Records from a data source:
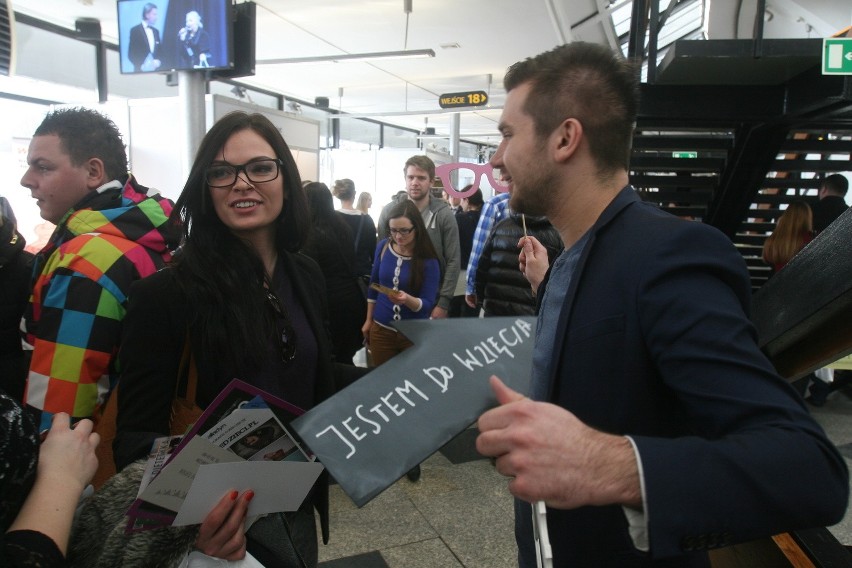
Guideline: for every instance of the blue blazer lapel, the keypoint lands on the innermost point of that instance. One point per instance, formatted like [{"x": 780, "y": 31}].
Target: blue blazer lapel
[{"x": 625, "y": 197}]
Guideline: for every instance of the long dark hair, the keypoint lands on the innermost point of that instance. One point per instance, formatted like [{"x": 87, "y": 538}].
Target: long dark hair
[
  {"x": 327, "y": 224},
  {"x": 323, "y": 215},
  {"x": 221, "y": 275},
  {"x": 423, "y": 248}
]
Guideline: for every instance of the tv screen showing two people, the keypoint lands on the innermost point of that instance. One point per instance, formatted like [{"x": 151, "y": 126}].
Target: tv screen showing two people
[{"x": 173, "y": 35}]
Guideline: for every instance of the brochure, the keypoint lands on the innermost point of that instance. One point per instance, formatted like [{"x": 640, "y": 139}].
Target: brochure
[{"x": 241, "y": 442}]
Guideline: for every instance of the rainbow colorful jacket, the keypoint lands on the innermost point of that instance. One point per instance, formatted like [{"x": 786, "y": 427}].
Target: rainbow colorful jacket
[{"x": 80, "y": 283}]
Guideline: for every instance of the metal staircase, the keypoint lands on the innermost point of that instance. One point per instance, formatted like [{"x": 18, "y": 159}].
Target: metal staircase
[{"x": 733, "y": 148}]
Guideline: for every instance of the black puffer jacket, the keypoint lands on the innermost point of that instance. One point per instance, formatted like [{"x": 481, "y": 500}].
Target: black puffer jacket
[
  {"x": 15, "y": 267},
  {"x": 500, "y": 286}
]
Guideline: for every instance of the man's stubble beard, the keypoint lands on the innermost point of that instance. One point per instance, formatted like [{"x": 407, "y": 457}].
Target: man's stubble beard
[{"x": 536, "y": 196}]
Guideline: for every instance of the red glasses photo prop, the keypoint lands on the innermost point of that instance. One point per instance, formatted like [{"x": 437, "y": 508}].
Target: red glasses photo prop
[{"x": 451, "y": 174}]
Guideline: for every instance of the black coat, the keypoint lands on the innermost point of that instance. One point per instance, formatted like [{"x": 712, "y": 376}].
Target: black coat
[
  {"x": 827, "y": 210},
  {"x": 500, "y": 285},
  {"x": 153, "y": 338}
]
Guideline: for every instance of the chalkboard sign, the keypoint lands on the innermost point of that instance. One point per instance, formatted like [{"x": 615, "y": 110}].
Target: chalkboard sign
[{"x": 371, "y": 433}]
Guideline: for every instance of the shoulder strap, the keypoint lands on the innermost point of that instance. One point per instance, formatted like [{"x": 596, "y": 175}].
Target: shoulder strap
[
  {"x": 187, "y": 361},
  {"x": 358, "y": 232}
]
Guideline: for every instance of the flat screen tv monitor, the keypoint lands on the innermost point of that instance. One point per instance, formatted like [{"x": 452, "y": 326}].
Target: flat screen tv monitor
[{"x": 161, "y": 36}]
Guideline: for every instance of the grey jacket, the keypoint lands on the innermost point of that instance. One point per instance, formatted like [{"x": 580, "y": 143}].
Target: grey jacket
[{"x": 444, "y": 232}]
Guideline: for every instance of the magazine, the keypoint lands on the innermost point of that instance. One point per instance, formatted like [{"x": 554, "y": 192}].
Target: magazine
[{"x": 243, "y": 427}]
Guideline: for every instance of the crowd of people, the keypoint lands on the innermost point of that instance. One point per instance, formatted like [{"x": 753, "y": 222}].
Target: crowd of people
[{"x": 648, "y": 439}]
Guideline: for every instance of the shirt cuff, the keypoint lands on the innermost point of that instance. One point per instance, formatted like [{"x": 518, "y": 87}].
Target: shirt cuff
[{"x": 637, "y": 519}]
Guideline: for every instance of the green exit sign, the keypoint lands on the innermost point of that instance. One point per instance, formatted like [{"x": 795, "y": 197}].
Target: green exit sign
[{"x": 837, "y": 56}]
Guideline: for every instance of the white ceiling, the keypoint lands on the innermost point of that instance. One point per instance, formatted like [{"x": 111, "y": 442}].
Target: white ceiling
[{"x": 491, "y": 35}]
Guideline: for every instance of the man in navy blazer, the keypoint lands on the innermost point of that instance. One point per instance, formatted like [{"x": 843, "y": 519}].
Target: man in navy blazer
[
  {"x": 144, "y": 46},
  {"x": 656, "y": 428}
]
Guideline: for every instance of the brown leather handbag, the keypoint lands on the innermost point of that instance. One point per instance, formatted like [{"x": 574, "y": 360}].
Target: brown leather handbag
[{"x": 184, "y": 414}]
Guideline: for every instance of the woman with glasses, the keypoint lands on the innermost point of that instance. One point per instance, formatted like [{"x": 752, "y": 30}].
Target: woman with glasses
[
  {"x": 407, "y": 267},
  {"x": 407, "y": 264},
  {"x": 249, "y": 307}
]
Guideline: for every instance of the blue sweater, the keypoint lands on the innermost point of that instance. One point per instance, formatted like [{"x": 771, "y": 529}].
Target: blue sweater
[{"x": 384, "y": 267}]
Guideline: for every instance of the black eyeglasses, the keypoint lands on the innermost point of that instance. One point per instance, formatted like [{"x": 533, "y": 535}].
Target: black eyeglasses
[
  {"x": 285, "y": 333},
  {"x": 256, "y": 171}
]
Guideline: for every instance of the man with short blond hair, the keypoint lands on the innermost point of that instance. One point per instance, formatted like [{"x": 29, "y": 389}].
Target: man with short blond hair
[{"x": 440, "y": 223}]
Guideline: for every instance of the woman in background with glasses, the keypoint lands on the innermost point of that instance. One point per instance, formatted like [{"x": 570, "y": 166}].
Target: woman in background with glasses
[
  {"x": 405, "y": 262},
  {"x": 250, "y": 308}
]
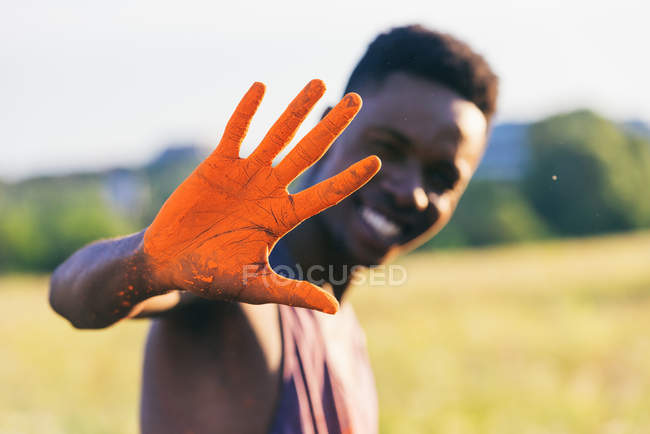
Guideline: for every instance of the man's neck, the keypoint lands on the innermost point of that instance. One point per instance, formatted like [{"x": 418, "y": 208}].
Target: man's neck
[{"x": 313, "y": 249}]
* * *
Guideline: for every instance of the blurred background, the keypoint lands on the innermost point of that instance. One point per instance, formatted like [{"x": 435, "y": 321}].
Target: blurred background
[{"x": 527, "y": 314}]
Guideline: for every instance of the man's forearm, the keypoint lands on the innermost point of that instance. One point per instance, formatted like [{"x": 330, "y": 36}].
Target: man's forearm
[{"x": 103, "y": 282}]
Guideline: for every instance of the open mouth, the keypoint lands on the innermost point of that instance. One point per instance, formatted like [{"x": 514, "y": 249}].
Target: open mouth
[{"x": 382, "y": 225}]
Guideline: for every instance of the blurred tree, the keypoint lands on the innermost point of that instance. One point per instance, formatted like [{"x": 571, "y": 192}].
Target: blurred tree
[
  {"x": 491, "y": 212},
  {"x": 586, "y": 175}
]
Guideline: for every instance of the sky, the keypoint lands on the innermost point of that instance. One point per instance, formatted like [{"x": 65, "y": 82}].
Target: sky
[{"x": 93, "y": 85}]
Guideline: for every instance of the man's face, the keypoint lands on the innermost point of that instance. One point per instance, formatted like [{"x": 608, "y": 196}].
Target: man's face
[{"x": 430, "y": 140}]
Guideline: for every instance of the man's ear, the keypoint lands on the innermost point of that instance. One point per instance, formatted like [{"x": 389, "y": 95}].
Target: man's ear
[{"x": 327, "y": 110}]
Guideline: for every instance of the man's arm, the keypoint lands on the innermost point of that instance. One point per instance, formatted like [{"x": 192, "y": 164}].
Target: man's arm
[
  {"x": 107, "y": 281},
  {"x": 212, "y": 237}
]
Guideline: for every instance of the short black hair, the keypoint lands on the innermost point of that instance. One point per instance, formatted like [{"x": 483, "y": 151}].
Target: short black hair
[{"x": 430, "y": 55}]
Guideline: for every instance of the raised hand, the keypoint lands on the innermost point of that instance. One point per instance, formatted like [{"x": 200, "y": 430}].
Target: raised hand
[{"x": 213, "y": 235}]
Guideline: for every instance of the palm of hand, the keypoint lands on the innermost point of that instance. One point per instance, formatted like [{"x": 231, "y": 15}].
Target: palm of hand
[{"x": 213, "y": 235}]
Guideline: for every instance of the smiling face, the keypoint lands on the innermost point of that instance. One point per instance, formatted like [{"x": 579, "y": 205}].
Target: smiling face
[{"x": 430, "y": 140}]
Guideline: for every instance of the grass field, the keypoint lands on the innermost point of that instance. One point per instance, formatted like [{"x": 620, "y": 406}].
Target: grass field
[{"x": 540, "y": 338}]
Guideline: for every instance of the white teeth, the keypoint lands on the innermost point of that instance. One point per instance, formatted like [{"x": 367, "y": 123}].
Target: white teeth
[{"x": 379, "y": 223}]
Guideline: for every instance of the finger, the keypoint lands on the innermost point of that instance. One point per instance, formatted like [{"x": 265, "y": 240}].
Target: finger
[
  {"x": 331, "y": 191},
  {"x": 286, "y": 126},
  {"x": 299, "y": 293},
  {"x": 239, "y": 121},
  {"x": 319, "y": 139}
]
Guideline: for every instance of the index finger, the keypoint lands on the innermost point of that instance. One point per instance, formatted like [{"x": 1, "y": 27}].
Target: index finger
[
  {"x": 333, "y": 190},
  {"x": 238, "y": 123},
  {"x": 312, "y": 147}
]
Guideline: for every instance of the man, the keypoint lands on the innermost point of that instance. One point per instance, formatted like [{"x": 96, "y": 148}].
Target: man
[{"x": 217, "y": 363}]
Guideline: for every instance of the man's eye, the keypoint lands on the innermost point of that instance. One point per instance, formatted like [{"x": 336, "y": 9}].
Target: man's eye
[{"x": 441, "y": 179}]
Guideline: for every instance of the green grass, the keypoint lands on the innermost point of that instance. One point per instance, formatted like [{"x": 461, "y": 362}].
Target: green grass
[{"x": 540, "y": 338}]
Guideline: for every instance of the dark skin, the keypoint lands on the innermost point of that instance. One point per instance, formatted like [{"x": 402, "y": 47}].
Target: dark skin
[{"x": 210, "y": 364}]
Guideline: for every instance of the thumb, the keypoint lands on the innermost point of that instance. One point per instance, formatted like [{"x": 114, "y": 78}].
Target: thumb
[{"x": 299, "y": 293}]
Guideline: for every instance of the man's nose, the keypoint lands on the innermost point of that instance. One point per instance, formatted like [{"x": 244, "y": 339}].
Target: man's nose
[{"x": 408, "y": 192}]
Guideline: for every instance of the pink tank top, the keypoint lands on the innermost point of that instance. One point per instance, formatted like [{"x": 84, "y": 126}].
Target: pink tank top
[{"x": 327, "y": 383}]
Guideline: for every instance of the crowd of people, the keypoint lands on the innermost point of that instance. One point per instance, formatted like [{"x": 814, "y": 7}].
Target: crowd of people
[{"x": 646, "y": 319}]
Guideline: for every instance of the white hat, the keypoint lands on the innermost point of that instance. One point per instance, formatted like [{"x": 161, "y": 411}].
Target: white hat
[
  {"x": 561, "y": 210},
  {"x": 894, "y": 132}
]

EXERCISE: Extract from the records above the lines from the one containing "Guideline: for every instance of the blue blazer" to the one containing "Guideline: for every instance of the metal", both lines included, exactly as they appear and with nothing else.

YOUR SOLUTION:
Guideline: for every instance of the blue blazer lapel, the keypoint lands on the innermost point of that instance. One point per instance, formatted like [{"x": 780, "y": 31}].
Target: blue blazer lapel
[{"x": 625, "y": 197}]
Guideline: for every instance of the long dark hair, the keypoint lands on the innermost point of that instance. One point per instance, formatted like [{"x": 87, "y": 538}].
Target: long dark hair
[
  {"x": 327, "y": 224},
  {"x": 323, "y": 215},
  {"x": 221, "y": 275},
  {"x": 423, "y": 248}
]
Guideline: for every instance of the tv screen showing two people, the keypoint lands on the innermost point of that instance. One point per instance, formatted like [{"x": 151, "y": 126}].
Target: tv screen showing two people
[{"x": 173, "y": 35}]
Guideline: for every instance of the brochure, the keypoint lands on the innermost point of that instance. One point per instance, formatted like [{"x": 640, "y": 139}].
Target: brochure
[{"x": 241, "y": 442}]
Guideline: for every instance of the rainbow colorful jacket, the keypoint lands on the innermost point of that instance. One point per instance, formatted like [{"x": 786, "y": 427}].
Target: rainbow colorful jacket
[{"x": 80, "y": 283}]
Guideline: for every instance of the metal staircase, the keypoint lands on the innermost point of that instance. One point per instance, formatted like [{"x": 18, "y": 159}].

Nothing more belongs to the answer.